[Data extract Boundary: Start]

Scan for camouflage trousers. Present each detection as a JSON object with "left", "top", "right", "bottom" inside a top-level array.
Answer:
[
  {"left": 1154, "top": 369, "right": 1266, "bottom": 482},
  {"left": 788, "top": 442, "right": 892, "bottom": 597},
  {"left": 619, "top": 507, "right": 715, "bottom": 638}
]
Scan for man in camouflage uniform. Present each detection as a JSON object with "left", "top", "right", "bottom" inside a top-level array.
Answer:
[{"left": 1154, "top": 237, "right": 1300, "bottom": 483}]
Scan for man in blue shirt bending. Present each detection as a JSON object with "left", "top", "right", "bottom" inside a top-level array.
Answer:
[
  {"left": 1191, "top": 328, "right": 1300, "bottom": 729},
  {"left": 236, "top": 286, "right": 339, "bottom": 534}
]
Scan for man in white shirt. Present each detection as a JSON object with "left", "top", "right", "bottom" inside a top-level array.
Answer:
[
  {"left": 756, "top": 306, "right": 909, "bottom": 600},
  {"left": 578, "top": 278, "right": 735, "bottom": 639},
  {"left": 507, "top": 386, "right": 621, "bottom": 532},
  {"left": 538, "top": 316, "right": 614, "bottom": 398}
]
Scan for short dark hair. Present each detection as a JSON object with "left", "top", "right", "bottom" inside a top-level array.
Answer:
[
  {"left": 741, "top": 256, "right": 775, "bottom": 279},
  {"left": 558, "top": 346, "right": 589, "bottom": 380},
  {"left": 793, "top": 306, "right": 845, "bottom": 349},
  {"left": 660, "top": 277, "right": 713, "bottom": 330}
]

[Data extract Boundary: End]

Work instructions →
A faithful retyping of every entry above is the task.

Solution to the exercise →
Scan for camouflage trousers. Present each detection as a JSON object with "left", "top", "right", "bottom" inside a top-level array.
Answer:
[
  {"left": 1154, "top": 369, "right": 1266, "bottom": 482},
  {"left": 788, "top": 442, "right": 892, "bottom": 597},
  {"left": 619, "top": 507, "right": 715, "bottom": 638}
]
Scan for man in camouflage uniform. Present each detection as a JSON object with "left", "top", "right", "bottom" inside a top-level array.
Answer:
[{"left": 1154, "top": 237, "right": 1300, "bottom": 483}]
Scan for man in blue shirt bending. Present each detection as a JSON object with "left", "top", "right", "bottom" inside a top-level array.
Answer:
[
  {"left": 1191, "top": 328, "right": 1300, "bottom": 729},
  {"left": 236, "top": 286, "right": 339, "bottom": 534}
]
Scan for man in white shirt. Present each detection as a JSON object with "left", "top", "right", "bottom" inside a top-level array.
Answer:
[
  {"left": 756, "top": 306, "right": 909, "bottom": 600},
  {"left": 578, "top": 278, "right": 735, "bottom": 639},
  {"left": 507, "top": 386, "right": 621, "bottom": 532},
  {"left": 538, "top": 316, "right": 614, "bottom": 398}
]
Scan for short dark hair. Present each detection as a JSON object with "left", "top", "right", "bottom" inside a top-level array.
Answer:
[
  {"left": 741, "top": 256, "right": 775, "bottom": 279},
  {"left": 558, "top": 346, "right": 589, "bottom": 380},
  {"left": 793, "top": 306, "right": 845, "bottom": 349},
  {"left": 660, "top": 277, "right": 713, "bottom": 330}
]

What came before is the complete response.